_PROVIDED RECORDS:_
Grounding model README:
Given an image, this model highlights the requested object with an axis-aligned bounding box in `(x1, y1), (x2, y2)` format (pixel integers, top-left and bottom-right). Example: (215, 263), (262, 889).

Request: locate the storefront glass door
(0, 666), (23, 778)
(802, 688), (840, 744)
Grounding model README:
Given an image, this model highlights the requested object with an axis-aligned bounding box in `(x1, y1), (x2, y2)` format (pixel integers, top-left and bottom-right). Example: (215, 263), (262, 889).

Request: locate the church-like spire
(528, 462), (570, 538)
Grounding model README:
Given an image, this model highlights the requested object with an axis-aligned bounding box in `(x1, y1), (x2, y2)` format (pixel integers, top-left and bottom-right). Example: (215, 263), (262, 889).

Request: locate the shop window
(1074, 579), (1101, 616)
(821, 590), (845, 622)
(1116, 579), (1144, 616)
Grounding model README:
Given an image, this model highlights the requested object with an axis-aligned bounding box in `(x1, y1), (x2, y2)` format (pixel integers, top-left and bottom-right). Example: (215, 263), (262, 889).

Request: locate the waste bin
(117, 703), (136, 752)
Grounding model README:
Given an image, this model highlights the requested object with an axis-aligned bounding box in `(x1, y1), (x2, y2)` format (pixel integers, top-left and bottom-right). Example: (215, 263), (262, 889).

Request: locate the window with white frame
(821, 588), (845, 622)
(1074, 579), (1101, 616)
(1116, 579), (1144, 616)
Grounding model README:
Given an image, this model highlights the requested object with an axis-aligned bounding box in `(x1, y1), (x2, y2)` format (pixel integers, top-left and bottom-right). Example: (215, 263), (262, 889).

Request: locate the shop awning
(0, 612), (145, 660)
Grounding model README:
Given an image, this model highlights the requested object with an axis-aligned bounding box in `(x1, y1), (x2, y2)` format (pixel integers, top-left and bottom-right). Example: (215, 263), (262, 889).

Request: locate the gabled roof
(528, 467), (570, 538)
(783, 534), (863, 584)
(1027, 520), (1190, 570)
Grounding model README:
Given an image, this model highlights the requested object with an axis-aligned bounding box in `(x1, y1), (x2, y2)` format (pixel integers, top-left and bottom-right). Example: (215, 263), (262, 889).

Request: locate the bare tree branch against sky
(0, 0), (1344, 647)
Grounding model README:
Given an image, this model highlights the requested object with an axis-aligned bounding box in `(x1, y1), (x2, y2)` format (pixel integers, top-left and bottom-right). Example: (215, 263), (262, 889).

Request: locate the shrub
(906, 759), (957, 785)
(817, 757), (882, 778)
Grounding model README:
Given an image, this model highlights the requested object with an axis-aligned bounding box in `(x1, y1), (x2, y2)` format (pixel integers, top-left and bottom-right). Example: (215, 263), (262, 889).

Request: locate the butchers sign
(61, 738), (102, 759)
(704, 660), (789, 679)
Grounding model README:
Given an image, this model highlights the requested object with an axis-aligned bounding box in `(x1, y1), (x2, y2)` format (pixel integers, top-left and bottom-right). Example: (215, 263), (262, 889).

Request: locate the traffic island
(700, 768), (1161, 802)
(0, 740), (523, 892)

--

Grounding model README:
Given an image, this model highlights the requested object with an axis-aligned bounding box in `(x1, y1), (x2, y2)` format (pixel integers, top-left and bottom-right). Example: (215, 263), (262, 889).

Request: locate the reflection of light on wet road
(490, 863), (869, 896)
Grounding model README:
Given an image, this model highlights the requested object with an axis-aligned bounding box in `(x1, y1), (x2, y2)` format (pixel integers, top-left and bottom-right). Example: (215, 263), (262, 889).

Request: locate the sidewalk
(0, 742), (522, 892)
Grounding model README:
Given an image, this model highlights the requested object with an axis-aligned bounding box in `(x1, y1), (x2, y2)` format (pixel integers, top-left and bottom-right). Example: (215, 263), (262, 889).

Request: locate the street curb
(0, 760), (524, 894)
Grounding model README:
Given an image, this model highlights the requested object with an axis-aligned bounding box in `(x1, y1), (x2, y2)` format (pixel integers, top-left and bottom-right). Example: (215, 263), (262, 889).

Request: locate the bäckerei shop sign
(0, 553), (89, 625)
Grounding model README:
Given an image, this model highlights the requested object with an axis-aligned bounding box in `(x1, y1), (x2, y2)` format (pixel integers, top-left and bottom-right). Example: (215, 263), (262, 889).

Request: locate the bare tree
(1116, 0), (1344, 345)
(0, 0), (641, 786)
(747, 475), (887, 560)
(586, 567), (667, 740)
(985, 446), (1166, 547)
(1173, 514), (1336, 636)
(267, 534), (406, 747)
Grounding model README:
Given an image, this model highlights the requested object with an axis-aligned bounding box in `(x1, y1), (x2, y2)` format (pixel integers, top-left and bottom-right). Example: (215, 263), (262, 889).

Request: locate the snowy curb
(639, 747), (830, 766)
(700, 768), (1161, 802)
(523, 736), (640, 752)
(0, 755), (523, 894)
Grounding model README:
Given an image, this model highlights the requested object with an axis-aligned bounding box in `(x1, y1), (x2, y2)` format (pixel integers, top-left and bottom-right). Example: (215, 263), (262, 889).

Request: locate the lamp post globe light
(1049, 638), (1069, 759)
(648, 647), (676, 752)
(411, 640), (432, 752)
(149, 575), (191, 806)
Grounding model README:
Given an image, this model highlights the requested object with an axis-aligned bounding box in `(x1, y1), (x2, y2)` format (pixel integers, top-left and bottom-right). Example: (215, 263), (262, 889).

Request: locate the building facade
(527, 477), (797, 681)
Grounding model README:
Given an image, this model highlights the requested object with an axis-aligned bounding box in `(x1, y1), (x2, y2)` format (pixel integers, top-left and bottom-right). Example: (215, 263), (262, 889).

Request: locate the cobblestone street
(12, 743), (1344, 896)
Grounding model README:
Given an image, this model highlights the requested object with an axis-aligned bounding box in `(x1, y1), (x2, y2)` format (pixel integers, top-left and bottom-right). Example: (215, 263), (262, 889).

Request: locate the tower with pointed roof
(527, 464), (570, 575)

--

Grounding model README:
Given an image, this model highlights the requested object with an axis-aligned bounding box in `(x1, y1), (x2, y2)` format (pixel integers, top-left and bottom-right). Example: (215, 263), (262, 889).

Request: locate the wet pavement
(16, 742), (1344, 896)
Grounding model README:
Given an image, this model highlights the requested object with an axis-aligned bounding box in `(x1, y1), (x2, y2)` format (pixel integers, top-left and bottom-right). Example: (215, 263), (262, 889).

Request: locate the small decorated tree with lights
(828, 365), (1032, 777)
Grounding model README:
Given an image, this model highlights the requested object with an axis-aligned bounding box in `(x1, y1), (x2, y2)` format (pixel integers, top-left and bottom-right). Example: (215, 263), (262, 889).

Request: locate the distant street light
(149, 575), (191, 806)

_AIM:_
Copy every line of the rows above that contains the string "shop". Match case exactly.

_RESULT FOR THIS TASK:_
Request: locate the shop window
Request: locate the shop awning
Request: locate the bäckerei shop sign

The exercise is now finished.